**THE PROBLEM:** Rewrite the material from the line containing "one marker per instance, written like [820,88]" through the end, that line included, with every line given again and the requests kept as they are. Multiply each coordinate in the answers by 1.05 and round it to a whole number, halves going up, leaving the sample coordinates in the requests unchanged.

-- start TASK MATERIAL --

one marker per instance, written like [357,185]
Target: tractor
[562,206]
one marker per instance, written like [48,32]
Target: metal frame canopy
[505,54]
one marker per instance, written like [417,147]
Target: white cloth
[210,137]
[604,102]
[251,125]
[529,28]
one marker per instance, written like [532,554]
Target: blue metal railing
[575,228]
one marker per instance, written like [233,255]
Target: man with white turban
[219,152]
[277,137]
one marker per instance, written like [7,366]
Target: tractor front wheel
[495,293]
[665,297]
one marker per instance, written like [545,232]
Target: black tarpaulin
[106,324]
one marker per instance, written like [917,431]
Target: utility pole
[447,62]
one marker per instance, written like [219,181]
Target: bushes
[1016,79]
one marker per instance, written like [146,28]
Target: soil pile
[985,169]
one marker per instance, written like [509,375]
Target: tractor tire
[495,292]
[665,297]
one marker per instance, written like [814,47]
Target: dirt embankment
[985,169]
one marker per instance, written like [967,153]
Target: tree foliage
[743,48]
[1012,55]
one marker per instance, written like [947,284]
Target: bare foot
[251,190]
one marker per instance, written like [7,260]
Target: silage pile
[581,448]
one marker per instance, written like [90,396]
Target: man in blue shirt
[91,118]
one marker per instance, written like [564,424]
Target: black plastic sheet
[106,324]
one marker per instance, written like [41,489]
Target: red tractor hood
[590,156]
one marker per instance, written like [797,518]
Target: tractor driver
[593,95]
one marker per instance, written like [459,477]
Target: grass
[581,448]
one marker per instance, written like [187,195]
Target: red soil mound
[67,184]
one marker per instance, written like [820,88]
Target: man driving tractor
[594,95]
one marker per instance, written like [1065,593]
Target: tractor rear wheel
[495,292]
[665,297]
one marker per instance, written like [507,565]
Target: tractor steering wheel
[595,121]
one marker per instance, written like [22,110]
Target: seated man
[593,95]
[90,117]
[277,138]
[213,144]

-- end TASK MATERIAL --

**SOLUTION TO THIS EXERCISE:**
one marker per instance, written like [820,88]
Target: man driving tractor
[624,100]
one marker per instance, written like [1065,593]
Target: tractor rear wheel
[520,307]
[698,312]
one marker per instance, written like [507,565]
Target: tractor steering wheel
[625,127]
one marker per instance, written like [22,110]
Target: seated man
[623,100]
[95,123]
[291,145]
[224,151]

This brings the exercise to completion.